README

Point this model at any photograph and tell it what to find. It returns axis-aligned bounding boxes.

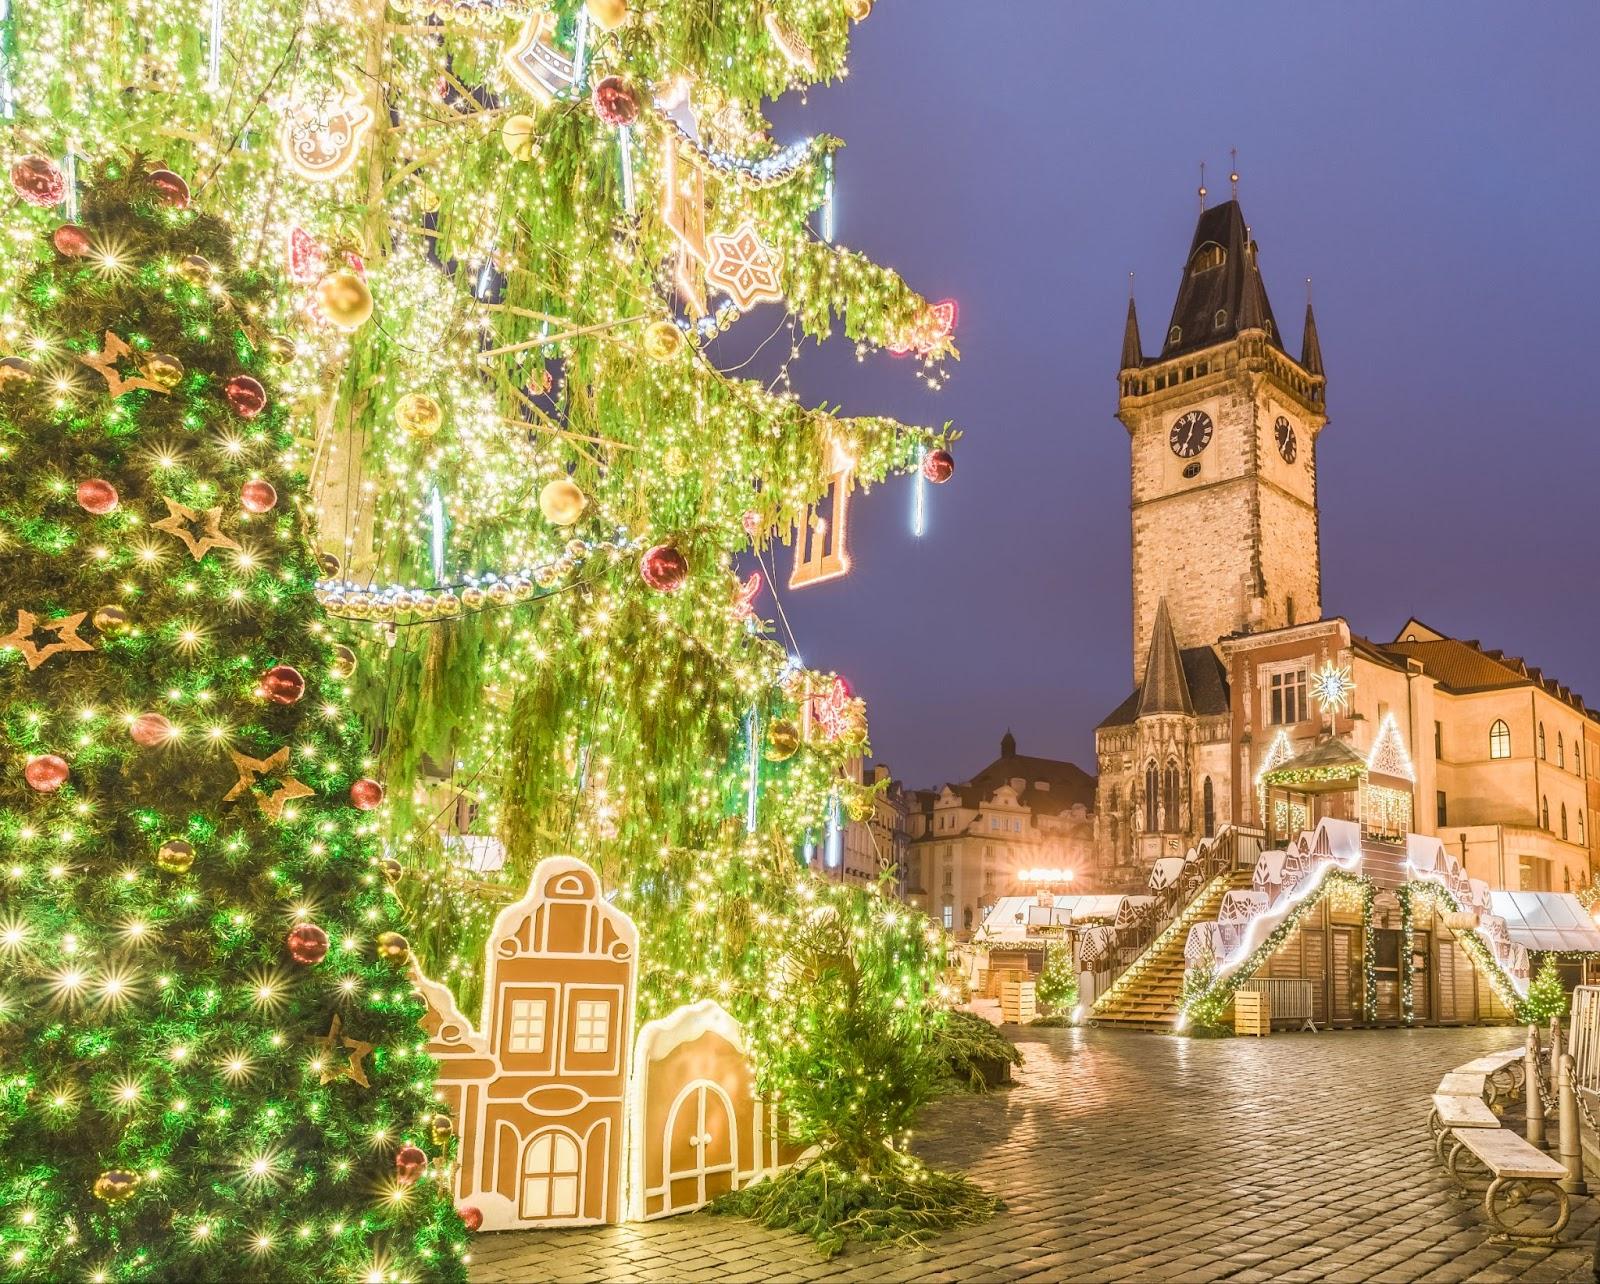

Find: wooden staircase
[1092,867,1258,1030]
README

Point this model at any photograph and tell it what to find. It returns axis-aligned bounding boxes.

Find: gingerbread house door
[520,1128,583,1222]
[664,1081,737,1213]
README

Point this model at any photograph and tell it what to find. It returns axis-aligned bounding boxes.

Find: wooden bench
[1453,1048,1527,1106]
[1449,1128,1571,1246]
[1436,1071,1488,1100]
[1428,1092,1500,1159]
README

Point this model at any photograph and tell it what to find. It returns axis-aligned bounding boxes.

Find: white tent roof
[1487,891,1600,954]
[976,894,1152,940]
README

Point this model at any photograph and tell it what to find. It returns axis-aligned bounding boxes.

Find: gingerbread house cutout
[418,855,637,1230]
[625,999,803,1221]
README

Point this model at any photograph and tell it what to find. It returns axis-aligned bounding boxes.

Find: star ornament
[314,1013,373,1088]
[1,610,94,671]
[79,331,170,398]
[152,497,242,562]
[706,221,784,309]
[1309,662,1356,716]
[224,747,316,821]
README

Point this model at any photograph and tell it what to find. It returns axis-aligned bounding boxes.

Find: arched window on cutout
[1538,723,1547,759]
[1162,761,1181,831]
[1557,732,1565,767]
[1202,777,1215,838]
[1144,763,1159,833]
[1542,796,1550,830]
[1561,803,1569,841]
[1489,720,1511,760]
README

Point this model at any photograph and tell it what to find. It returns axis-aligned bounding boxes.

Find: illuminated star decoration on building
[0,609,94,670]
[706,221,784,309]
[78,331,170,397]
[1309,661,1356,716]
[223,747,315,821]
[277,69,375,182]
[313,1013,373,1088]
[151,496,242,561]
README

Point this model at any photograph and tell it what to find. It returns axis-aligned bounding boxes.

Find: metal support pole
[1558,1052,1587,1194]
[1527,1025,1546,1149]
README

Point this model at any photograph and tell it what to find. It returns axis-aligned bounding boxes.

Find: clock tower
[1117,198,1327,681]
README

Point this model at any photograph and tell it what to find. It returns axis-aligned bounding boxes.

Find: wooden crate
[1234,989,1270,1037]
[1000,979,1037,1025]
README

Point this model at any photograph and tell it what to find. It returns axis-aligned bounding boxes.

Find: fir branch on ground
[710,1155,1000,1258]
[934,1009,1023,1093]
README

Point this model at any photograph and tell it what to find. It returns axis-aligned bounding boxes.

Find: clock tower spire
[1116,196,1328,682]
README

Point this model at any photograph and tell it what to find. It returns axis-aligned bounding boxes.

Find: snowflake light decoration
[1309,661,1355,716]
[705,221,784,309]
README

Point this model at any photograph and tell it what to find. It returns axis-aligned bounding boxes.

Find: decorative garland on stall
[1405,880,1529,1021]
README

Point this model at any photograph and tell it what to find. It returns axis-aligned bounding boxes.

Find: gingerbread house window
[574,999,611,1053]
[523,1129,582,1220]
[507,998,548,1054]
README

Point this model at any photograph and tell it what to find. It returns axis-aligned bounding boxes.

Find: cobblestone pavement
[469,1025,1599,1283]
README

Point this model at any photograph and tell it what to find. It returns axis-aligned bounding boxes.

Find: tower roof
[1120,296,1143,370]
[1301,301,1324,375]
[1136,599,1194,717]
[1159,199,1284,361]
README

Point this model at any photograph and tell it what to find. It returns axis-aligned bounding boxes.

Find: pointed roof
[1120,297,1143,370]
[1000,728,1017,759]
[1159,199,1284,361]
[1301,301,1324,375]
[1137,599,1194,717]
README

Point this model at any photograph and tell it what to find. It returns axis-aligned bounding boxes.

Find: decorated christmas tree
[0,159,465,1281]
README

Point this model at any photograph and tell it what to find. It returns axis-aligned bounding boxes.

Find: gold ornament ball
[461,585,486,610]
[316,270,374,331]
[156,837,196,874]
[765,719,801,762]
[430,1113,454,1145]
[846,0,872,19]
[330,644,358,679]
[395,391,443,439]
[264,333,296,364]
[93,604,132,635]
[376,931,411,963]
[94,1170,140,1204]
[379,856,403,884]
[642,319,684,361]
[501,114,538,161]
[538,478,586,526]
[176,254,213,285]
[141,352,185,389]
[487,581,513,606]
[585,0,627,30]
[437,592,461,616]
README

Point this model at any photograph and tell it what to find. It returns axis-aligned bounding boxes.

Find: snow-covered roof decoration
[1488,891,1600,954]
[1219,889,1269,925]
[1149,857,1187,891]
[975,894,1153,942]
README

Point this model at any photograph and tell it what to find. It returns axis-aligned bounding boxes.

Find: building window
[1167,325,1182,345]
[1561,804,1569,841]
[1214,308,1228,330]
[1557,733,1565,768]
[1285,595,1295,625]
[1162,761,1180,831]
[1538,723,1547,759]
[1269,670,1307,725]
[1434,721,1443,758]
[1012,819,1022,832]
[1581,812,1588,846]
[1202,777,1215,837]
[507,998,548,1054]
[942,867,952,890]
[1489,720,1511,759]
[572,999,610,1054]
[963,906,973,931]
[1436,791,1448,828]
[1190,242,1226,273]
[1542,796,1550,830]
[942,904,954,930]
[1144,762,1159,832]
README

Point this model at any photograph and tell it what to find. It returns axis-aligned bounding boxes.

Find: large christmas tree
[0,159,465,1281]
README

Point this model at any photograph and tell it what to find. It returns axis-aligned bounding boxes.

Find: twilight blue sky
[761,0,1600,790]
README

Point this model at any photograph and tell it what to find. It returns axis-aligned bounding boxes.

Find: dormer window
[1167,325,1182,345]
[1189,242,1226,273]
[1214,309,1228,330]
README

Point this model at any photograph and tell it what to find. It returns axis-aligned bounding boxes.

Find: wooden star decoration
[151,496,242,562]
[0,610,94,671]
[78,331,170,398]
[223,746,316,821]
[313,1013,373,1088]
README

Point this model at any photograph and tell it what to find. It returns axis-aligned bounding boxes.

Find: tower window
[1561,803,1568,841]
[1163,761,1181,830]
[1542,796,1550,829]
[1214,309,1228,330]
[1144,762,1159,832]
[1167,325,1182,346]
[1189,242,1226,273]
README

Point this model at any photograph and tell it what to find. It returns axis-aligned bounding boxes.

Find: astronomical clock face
────────────────────────────────────────
(The problem):
Each entry should be set down exactly, pictures excluded.

(Response to the task):
README

Point this model at any photograph and tell it what to find. It returns axis-aligned bounding boxes.


Find: wooden staircase
[1092,867,1258,1030]
README

Point this model at any photograph and tell it what to find. It returns axis-aligned bounding boxes.

Find: gingerbread house door
[520,1128,583,1222]
[664,1081,737,1213]
README

Point this model at any photograph and tell it what to find. It returns axis-aligned bounding boxes.

Find: wooden bench
[1453,1048,1527,1106]
[1449,1128,1571,1246]
[1436,1071,1488,1100]
[1428,1092,1500,1159]
README

Point this model at any photograph and tell it what to find. It returns axis-aligned bounding boxes.

Find: white tent roof
[1487,891,1600,954]
[976,894,1152,940]
README

Point this model at any photograph and tell it what to find. It returns axis-aligned bounding boxes.

Find: gingerbread house cutout
[418,855,637,1230]
[625,999,803,1221]
README

Point this model at any photograph and tell it what to find. It returns axis-aligned bounding boxes.

Find: star ornament
[314,1013,373,1088]
[1,610,94,671]
[79,331,170,398]
[152,497,242,562]
[706,221,784,309]
[1309,662,1356,716]
[224,747,316,821]
README

Point this model at any photograph and tell it what to find. It returns axis-aligned bounding boxes.

Find: arched window on cutout
[1538,723,1547,759]
[1162,761,1181,831]
[1557,732,1565,767]
[1202,777,1215,838]
[1144,763,1159,833]
[1542,796,1550,830]
[1561,803,1569,841]
[1489,720,1511,760]
README

Point this model at any photograph and tell it what to find. It returns axis-aligned bounding boxes.

Find: illuminated star decoration on building
[0,609,94,670]
[706,221,784,309]
[78,331,170,397]
[1309,661,1356,716]
[223,747,315,821]
[277,69,375,182]
[313,1013,373,1088]
[151,496,242,561]
README

Point this model at any photograph and tell it what to find. It returns axis-aligned bounding boxes.

Find: metal support pole
[1558,1052,1587,1194]
[1527,1025,1546,1149]
README

Point this model at any photograph and tell it what to find. It returns axis-aligned bounding boxes.

Find: clock tower
[1117,198,1327,681]
README

Point this model at any photograph and tell it what to find. It returns axis-aligned bounding boxes.

Find: wooden crate
[1234,989,1270,1037]
[1000,979,1037,1025]
README

Point this model at any photograph and tell it what to find. It returns axis-aligned bounding boxes.

Find: fir branch on ground
[710,1155,1000,1258]
[934,1009,1023,1093]
README

Point this model at any photograph and tell it what to find. It returns axis-aligned bounding boxes.

Find: clock tower spire
[1116,196,1328,682]
README

Point this model at any photograph and tell it what to find. It returns axis-aligned bounding boxes.

Find: snowflake light decoration
[1309,661,1355,716]
[705,221,784,309]
README

Point this model at any photograph and tell it what to find. It returns axis-aligned bounding boxes.

Find: decorative garland on stall
[1405,880,1529,1021]
README

Point this model at any photograph and tell it what to find. It returns axis-aligned bounding boxes.

Find: gingerbread house window
[574,999,611,1053]
[523,1129,582,1220]
[507,998,548,1054]
README

Point this model at any photograph and tell it what to find. It returns axis-aligned bounding boxes.

Find: cobblestone pavement
[469,1025,1599,1283]
README

Point this model at any photograph and tell it what to find. It returns axis-aligned bounding boxes.

Find: tower roof
[1120,296,1143,370]
[1301,301,1324,375]
[1136,599,1194,717]
[1159,199,1284,361]
README

Point this model at any photograph and tell it what to find. It returns axis-aligned bounding boxes.

Find: pointed roof
[1120,297,1143,370]
[1000,728,1017,759]
[1159,199,1284,361]
[1301,301,1324,375]
[1137,599,1194,717]
README

Point this model at any photograph and tell it what to find. It returns axis-aligned bounding boxes.

Find: decorated christmas tree
[0,159,465,1281]
README

Point this model at any photograph and tell it what to find. It returns axis-aligned bounding boxes.

Find: gold ornament ball
[461,585,486,610]
[316,270,374,331]
[156,837,196,874]
[765,719,801,762]
[430,1113,454,1145]
[846,0,872,19]
[330,644,358,679]
[395,391,443,439]
[264,333,296,364]
[93,604,132,635]
[376,931,411,963]
[94,1170,140,1204]
[379,856,403,884]
[642,319,684,361]
[501,114,538,161]
[538,478,586,526]
[176,254,213,285]
[141,352,185,389]
[487,581,513,606]
[585,0,627,30]
[437,592,461,616]
README

Point this model at any photograph and tell it what to find. It returns axis-aligned bounding boxes.

Find: snow-covered roof decoration
[1488,891,1600,954]
[1219,889,1269,925]
[1149,857,1187,891]
[975,894,1153,942]
README

Point this model at any photograph and tell it what to find. It returns axis-aligned bounding boxes.

Find: building window
[1167,325,1182,345]
[1561,804,1569,841]
[1214,308,1228,330]
[1557,733,1565,768]
[1285,595,1295,625]
[1162,761,1180,831]
[1538,723,1547,759]
[1269,670,1307,725]
[1434,721,1443,758]
[1012,819,1022,832]
[1581,812,1588,846]
[1202,777,1215,837]
[507,998,548,1054]
[942,867,952,890]
[1489,720,1511,759]
[572,999,610,1054]
[963,906,973,931]
[1436,791,1448,828]
[1190,242,1226,273]
[1542,796,1550,830]
[942,904,954,930]
[1144,762,1159,832]
README

Point this model at any photograph and tell it what to find. It returns axis-aligned bounding boxes.

Find: large christmas tree
[0,159,465,1281]
README

Point this model at any photograph and tell it what to find. It returns axis-aligned bounding boxes.

Find: twilight blue sky
[761,0,1600,790]
README

Point this model at any photograph and tell it what to find. It returns axis-aligned bounding boxes.

Find: dormer window
[1167,325,1182,345]
[1189,242,1226,273]
[1214,309,1228,330]
README

Point this model at any photograph and tell it what to find. It returns axis-aligned bounding boxes.

Find: wooden star decoration
[151,496,242,562]
[0,610,94,671]
[78,331,170,398]
[223,746,316,821]
[313,1013,373,1088]
README

Point this model at any photograph and tell it what to find. It returns axis-aligned bounding boxes.

Find: tower window
[1561,803,1568,841]
[1163,761,1181,830]
[1542,796,1550,829]
[1214,309,1228,330]
[1144,762,1159,832]
[1167,325,1182,346]
[1189,242,1226,273]
README

Point this model at any photograph and tell it what to find. It returns axis-aligned bounding boxes.

Find: astronomical clock face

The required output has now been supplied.